**Что нужно сделать**:
Назовите количество строк в данных ниже, где встречается слово «white». В ответе должно быть только число.

**Данные для задания**:
= = = = =

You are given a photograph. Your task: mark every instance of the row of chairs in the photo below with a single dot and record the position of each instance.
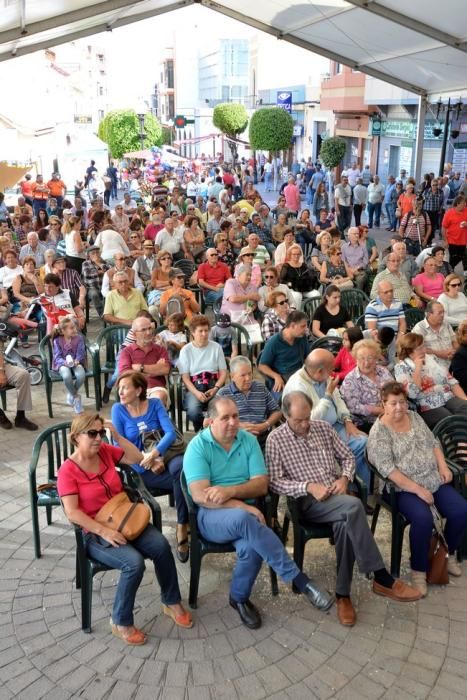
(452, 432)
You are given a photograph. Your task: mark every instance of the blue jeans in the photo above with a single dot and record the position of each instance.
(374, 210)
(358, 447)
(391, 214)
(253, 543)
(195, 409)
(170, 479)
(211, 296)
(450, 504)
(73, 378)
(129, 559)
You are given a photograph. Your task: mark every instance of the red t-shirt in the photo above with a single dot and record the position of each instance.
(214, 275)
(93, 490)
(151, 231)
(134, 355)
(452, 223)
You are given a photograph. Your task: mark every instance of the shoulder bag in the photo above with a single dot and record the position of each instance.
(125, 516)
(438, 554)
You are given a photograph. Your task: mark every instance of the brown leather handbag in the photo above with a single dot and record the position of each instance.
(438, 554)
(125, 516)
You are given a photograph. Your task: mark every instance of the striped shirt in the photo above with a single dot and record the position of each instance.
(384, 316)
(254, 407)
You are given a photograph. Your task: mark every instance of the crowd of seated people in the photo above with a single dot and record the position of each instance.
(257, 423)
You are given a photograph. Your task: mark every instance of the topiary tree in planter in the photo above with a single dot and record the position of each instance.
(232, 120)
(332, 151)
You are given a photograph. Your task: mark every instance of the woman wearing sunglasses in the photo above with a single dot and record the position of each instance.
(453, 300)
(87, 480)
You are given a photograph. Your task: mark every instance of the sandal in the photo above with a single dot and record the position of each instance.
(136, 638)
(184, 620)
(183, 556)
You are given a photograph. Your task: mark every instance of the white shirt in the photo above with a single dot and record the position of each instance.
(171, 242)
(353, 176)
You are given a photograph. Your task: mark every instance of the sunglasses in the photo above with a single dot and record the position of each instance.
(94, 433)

= = = = =

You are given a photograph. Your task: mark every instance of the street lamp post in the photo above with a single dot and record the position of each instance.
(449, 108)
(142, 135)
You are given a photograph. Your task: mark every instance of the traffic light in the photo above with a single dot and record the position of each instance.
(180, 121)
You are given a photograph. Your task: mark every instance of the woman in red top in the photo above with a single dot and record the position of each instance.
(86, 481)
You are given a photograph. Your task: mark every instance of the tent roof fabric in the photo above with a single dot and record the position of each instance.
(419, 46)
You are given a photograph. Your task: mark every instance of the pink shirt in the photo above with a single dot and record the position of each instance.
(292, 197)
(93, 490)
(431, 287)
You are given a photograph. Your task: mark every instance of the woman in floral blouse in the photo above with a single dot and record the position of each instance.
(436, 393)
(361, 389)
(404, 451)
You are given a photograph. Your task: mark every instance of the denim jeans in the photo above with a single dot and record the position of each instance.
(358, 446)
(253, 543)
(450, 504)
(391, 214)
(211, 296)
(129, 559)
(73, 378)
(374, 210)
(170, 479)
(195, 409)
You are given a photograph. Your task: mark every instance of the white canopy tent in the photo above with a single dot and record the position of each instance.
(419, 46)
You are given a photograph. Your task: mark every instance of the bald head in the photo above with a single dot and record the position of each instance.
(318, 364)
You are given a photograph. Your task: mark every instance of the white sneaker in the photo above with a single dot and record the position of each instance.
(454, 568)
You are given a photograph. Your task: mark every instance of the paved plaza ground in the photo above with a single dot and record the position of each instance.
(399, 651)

= = = = =

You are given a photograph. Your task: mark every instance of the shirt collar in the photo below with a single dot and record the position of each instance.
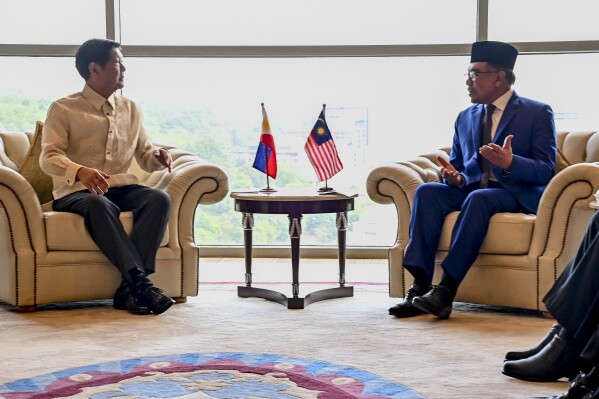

= = = = =

**Результат задания**:
3